• _Text passage_:
• • • • •

The controller (good-looking round-thing on the wall) connects to the heat-link (standard looking square-thing mounted next to the boiler) via WiFi. The square thing connects directly to your boiler/heating source using [cough] wires. I have the first-gen Nest thermo which I replaced the usual archaic thermostat with. My boiler is a combi-boiler and so the hot water is managed by the manual thermo in the boiler and the heating is managed by the Nest. I paid £270 for the Nest thermo when it first launched in the UK in early 2014 which controls only heating (the US version controlled both heating & Air-con) - and it paid for itself in the first year. Outstanding savings. Plus analytics. Highly recommended.
I have a few Nest Protects too, which have certainly been worth it, BUT - the first gen protect has a 7-year sensor which has just popped up as expiring at the end of this year. So I’m going to have to replace these with new ones (they have a 10y lifetime)

• • • • •

• _Information shown_:
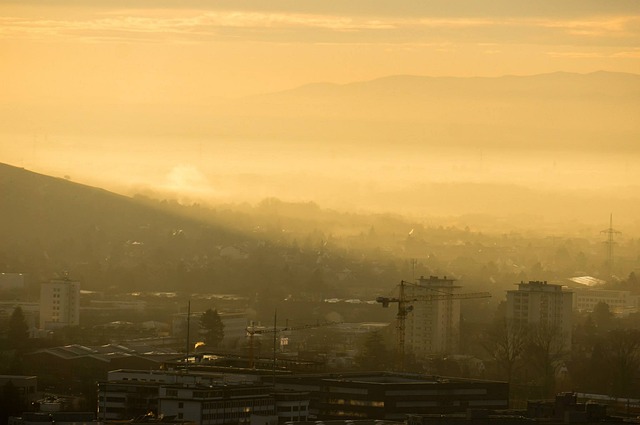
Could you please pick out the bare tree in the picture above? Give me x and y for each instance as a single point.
(505, 342)
(623, 355)
(545, 350)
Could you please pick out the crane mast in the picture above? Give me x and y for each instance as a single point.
(405, 307)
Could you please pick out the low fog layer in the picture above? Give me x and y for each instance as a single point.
(560, 147)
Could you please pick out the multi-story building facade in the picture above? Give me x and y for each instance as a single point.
(619, 302)
(59, 304)
(541, 304)
(433, 325)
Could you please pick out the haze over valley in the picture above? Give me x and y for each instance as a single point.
(250, 211)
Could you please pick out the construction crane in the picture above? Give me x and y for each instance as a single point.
(251, 331)
(405, 307)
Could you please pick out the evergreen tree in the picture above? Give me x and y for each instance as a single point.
(18, 330)
(211, 327)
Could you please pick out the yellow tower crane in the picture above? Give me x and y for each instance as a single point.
(405, 307)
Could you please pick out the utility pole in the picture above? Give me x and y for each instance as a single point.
(610, 232)
(186, 359)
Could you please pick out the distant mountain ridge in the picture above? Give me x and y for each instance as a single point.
(561, 110)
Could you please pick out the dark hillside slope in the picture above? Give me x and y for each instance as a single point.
(49, 225)
(115, 243)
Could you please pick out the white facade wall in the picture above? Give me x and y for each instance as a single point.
(619, 302)
(59, 304)
(539, 303)
(433, 326)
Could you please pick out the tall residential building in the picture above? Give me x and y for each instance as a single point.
(433, 325)
(59, 304)
(541, 304)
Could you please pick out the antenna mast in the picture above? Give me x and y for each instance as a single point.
(610, 232)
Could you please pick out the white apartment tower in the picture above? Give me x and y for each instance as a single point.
(541, 303)
(59, 304)
(433, 325)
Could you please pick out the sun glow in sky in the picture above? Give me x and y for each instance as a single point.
(178, 96)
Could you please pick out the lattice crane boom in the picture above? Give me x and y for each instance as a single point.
(405, 307)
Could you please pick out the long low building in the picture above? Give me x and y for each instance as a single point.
(391, 396)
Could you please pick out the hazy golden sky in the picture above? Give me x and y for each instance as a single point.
(149, 51)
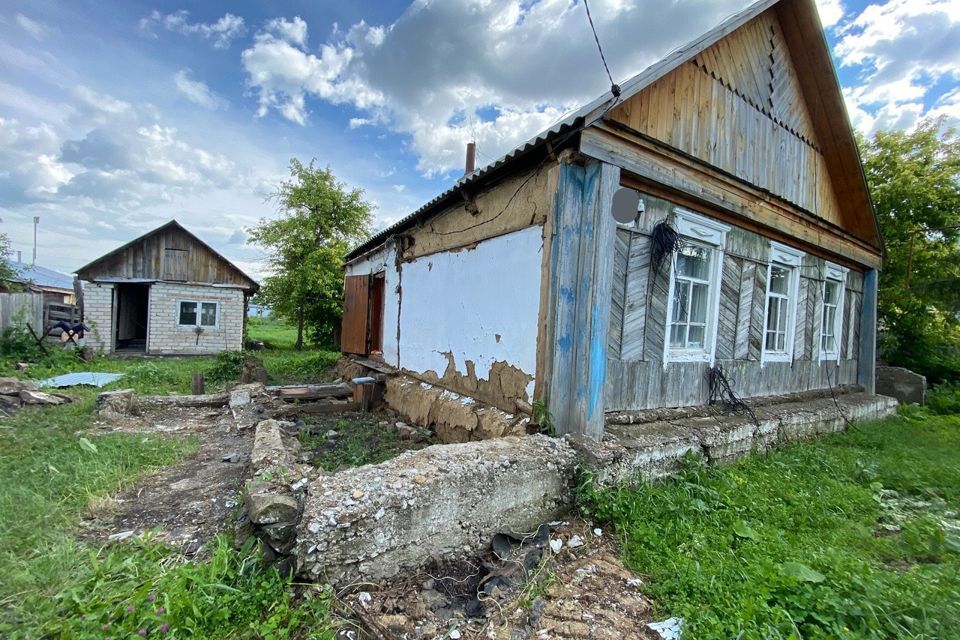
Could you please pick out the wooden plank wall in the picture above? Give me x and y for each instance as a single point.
(636, 377)
(19, 308)
(738, 106)
(170, 254)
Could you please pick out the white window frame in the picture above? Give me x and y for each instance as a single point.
(199, 303)
(838, 274)
(709, 232)
(787, 257)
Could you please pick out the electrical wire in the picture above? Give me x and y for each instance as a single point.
(614, 87)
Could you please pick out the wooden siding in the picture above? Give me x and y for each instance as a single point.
(636, 376)
(169, 253)
(739, 106)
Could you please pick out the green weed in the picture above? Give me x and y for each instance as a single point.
(791, 545)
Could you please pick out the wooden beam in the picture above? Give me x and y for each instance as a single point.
(867, 357)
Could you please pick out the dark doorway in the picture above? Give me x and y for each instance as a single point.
(132, 304)
(376, 313)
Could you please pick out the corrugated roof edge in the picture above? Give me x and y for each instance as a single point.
(479, 176)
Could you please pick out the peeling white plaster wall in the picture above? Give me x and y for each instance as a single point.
(461, 301)
(384, 259)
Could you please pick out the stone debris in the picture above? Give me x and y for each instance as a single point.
(15, 394)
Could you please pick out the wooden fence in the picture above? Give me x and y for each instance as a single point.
(20, 308)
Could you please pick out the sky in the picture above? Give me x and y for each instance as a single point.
(117, 116)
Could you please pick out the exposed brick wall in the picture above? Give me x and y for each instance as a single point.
(98, 315)
(166, 336)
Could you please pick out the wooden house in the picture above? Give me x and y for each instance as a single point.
(166, 292)
(518, 283)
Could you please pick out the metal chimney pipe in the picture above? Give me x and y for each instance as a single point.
(471, 158)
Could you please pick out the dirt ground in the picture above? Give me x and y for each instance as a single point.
(186, 504)
(566, 582)
(582, 591)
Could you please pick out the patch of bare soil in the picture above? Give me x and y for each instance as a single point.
(186, 504)
(567, 584)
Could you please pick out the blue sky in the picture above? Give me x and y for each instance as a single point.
(118, 116)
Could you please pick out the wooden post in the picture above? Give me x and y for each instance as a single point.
(581, 270)
(867, 359)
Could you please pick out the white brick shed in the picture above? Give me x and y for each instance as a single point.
(165, 293)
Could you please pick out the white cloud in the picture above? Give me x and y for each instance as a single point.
(447, 72)
(293, 31)
(221, 33)
(900, 49)
(831, 12)
(37, 30)
(196, 91)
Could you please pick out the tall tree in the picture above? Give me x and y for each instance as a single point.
(7, 273)
(320, 220)
(914, 180)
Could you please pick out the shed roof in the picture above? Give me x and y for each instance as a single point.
(173, 224)
(40, 277)
(822, 84)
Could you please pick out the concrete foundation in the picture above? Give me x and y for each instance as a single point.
(444, 501)
(452, 416)
(904, 385)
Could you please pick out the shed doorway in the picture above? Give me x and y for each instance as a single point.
(132, 303)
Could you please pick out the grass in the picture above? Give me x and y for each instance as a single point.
(272, 332)
(852, 536)
(360, 440)
(53, 470)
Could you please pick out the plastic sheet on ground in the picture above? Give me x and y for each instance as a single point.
(88, 378)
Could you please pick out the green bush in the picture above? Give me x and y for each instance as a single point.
(944, 399)
(229, 365)
(16, 343)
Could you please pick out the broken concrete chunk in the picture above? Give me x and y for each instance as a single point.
(117, 403)
(268, 508)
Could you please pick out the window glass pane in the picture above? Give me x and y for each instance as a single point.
(693, 261)
(188, 312)
(779, 277)
(698, 302)
(831, 292)
(208, 314)
(773, 311)
(676, 336)
(695, 339)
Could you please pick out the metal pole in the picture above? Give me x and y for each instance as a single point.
(36, 221)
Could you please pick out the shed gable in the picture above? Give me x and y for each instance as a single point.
(738, 105)
(168, 253)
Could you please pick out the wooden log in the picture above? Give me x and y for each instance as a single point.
(195, 401)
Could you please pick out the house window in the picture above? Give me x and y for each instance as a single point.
(694, 289)
(832, 314)
(783, 284)
(191, 313)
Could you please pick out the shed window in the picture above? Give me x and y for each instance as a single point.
(188, 316)
(695, 289)
(783, 283)
(832, 312)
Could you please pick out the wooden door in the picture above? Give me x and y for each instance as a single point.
(356, 307)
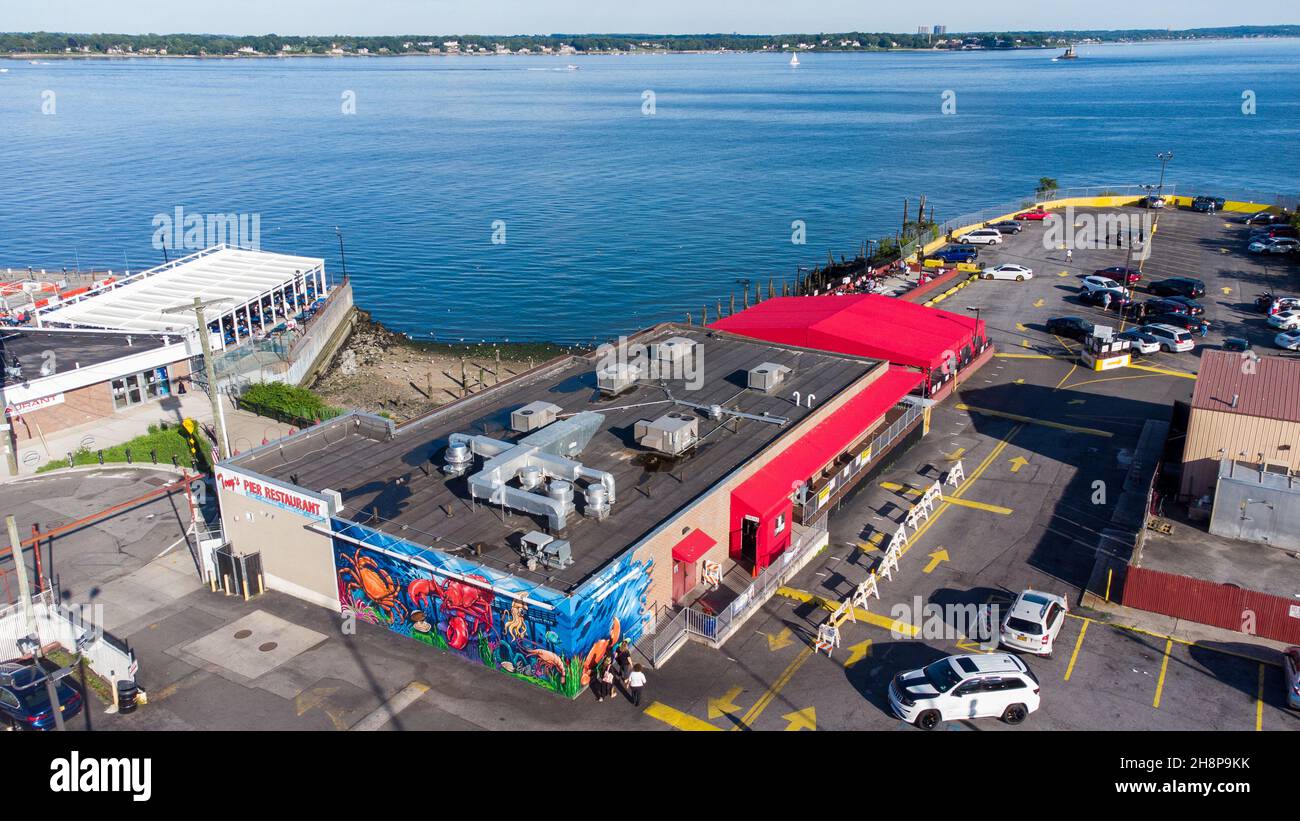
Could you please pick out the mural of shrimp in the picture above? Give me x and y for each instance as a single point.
(516, 626)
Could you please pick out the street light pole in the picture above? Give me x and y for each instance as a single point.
(1165, 156)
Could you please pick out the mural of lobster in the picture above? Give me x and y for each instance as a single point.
(466, 609)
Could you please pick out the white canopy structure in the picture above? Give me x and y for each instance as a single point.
(256, 290)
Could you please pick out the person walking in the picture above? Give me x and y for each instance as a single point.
(637, 681)
(606, 680)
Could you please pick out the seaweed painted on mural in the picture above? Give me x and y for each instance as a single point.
(489, 617)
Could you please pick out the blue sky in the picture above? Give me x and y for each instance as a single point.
(619, 16)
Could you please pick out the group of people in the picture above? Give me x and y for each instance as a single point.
(619, 669)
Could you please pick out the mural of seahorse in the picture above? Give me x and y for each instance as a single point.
(516, 628)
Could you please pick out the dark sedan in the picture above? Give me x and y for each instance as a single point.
(1073, 328)
(1177, 286)
(25, 698)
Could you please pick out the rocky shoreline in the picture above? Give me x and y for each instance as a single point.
(385, 372)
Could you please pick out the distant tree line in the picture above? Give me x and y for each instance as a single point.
(216, 44)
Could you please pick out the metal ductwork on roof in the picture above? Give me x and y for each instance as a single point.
(546, 452)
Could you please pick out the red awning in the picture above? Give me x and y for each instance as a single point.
(875, 326)
(694, 546)
(771, 487)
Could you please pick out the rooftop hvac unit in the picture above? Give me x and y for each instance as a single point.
(767, 377)
(671, 433)
(540, 548)
(616, 377)
(674, 351)
(532, 416)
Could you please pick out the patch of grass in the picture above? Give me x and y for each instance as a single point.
(167, 439)
(94, 682)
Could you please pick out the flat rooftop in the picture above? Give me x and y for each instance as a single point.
(233, 276)
(47, 352)
(402, 478)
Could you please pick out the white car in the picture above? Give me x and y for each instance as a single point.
(1008, 270)
(1093, 282)
(1277, 244)
(1034, 622)
(1287, 341)
(1173, 339)
(1286, 320)
(982, 237)
(970, 686)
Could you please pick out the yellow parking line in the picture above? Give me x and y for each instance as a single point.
(677, 719)
(1259, 702)
(1165, 370)
(1091, 431)
(1164, 668)
(980, 505)
(1074, 656)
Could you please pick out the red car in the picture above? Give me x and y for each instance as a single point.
(1129, 276)
(1034, 213)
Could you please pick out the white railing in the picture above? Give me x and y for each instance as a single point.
(70, 628)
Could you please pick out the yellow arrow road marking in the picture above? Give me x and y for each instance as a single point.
(857, 652)
(937, 556)
(801, 720)
(780, 641)
(677, 719)
(724, 704)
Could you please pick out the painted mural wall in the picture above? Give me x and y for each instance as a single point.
(524, 630)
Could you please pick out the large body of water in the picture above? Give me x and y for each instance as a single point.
(614, 218)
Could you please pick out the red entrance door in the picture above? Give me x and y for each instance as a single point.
(685, 576)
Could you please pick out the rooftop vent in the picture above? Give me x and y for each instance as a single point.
(532, 416)
(675, 351)
(540, 548)
(616, 377)
(767, 377)
(671, 433)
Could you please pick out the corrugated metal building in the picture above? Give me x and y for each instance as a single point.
(1244, 408)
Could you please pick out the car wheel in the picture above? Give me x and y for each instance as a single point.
(928, 720)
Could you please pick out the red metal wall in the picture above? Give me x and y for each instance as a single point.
(1210, 603)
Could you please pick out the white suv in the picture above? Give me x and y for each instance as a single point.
(1034, 622)
(971, 686)
(982, 237)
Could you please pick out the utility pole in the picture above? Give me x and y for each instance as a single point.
(29, 617)
(219, 417)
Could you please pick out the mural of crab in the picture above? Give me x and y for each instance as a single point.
(363, 576)
(466, 609)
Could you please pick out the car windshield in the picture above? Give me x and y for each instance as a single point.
(941, 676)
(1021, 625)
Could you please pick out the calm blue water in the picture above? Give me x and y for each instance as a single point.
(614, 220)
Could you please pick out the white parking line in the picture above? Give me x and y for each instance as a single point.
(388, 711)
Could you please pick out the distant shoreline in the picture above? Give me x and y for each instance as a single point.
(659, 52)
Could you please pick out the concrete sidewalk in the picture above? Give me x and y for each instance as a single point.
(246, 430)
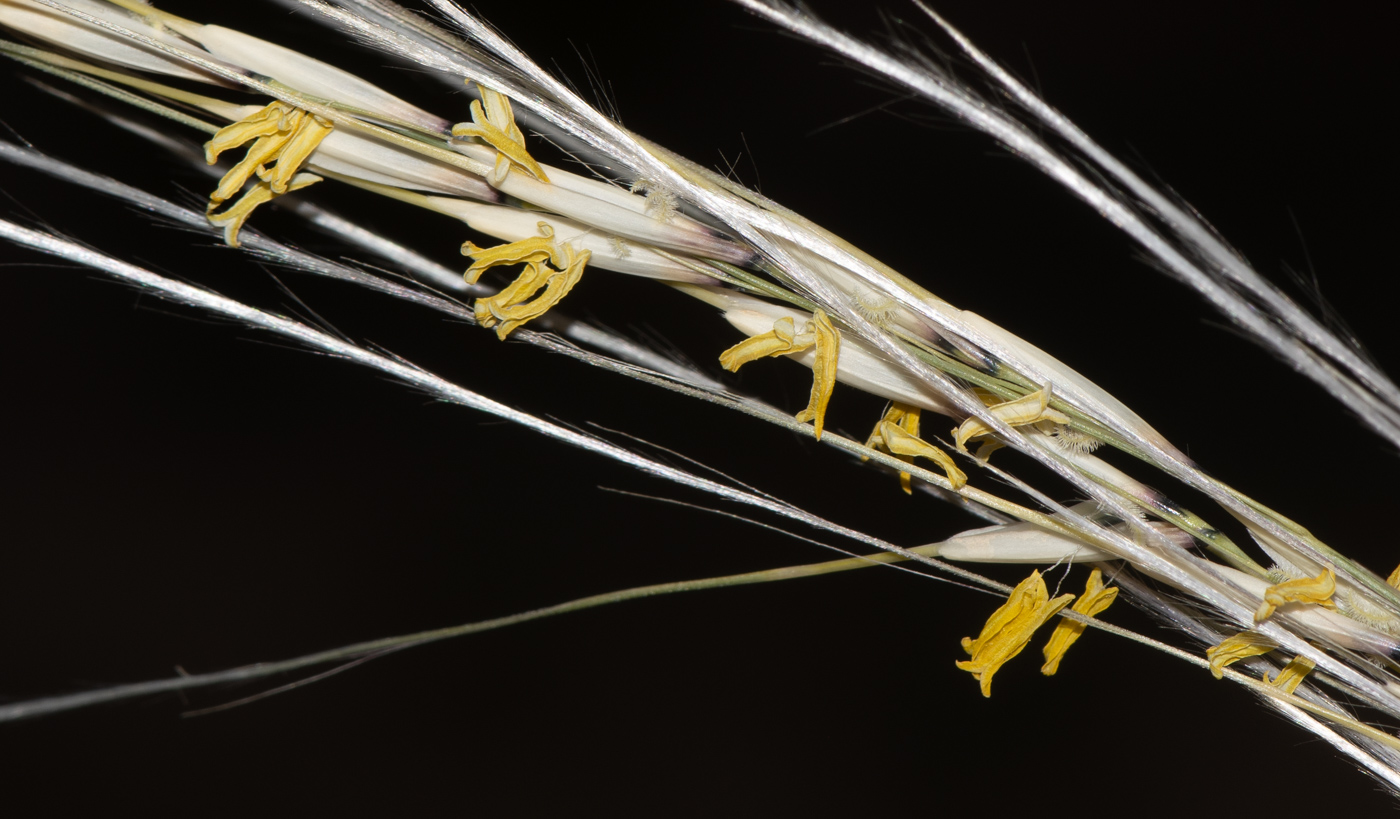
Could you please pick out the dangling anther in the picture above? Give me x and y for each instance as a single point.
(905, 417)
(1308, 590)
(282, 135)
(784, 339)
(1292, 674)
(1010, 627)
(1235, 648)
(893, 437)
(1094, 601)
(521, 300)
(1028, 409)
(496, 126)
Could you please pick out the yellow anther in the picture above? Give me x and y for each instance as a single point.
(900, 443)
(521, 300)
(823, 370)
(496, 126)
(784, 339)
(282, 135)
(231, 219)
(1028, 409)
(1094, 601)
(906, 417)
(1235, 648)
(529, 251)
(1291, 675)
(1315, 590)
(1010, 627)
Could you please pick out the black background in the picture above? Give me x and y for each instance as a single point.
(184, 492)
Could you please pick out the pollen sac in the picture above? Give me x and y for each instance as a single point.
(1094, 601)
(906, 417)
(1025, 410)
(1292, 675)
(283, 139)
(231, 219)
(1315, 590)
(895, 438)
(494, 125)
(521, 300)
(784, 339)
(1235, 648)
(1010, 629)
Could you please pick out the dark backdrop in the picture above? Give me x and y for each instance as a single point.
(182, 492)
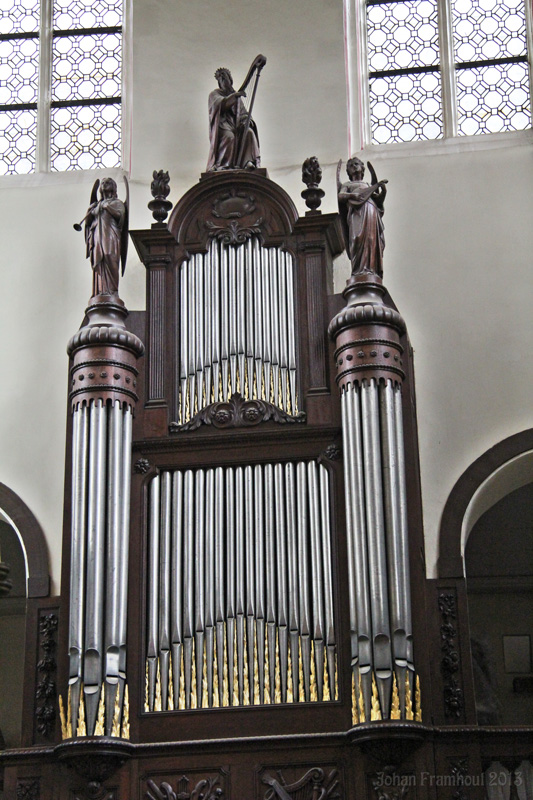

• • • • •

• _Problems_:
1. In the Nest post, how much was paid for the Nest thermostat at its UK launch?
2. Rewrite part of the Nest post with "WiFi" replaced by "Bluetooth". Begin at the words "The controller (good-looking" and stop after "analytics. Highly recommended.".
3. Continue the Nest post from its final sentence.

• _Responses_:
1. £270.

2.
The controller (good-looking round-thing on the wall) connects to the heat-link (standard looking square-thing mounted next to the boiler) via Bluetooth. The square thing connects directly to your boiler/heating source using [cough] wires. I have the first-gen Nest thermo which I replaced the usual archaic thermostat with. My boiler is a combi-boiler and so the hot water is managed by the manual thermo in the boiler and the heating is managed by the Nest. I paid £270 for the Nest thermo when it first launched in the UK in early 2014 which controls only heating (the US version controlled both heating & Air-con) - and it paid for itself in the first year. Outstanding savings. Plus analytics. Highly recommended.

3.
I have the latest 3rd gen smart learning thermostat. So it analises how you use your heating, temperatures, what days and times and so on and it adapts to be more efficient.
I just wish they did smart radiator valves too so you can control the temp in each room.
I think I’m gonna have to get one of the Nest WiFi units. Although I have 500mb speeds with Virgin now, the connection is spotty in some of the rooms in my new apartment (I’ve just moved).
Anyone else have one? I’m guessing that just one unit will do, as I already have a hub going from the room where the router is into the living room. Does the Nest WiFi replace your router or append it? Ie, will both the Superhub and the Nest WiFi transmit, or will I need two Nest WiFi units?
You’ll likely still need the Superhub acting as a modem. It will have some kind of setting called “Bridge Mode” or similar which disables all of the routing functions, and leave one ethernet port active. That ethernet port will then lead to your Nest Wi-Fi unit.
One of my “I need this for WFH” purchases has been an Eero 3-pack, functionally very similar to the Nest Wi-Fi.
I know you’re thinking you’d be fine with one - I’d strongly recommend two. One router, however good it is, is rarely an appreciable difference from your ISP-supplied one.
I may buy one to start and then get another later on if it still needs improving.
The issue is basically that my new apartment is in an L shape.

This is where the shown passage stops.